__The task__. Show every line of the records below that contains the word "point".

────

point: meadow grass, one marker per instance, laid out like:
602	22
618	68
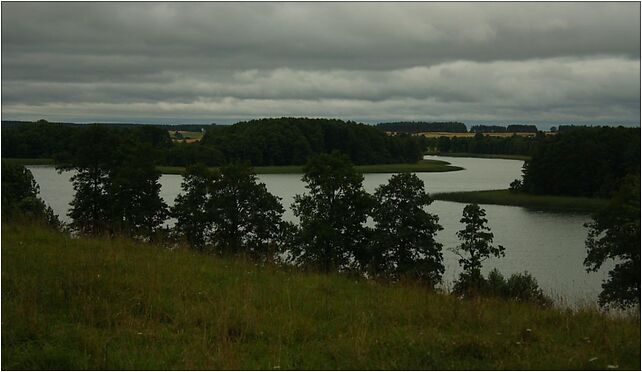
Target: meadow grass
116	304
420	166
507	197
484	156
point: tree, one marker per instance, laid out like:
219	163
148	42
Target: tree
191	208
614	234
230	212
91	157
20	196
405	232
246	216
476	242
116	183
332	234
137	209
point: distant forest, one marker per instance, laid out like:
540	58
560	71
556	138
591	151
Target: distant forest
422	126
452	127
513	128
481	144
583	161
283	141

────

__Exercise output__.
point: meadow grass, one marker per instance, laid out like:
point: tree, one marker per instance, laid out like:
point: distant forest, one marker per instance, laid out like:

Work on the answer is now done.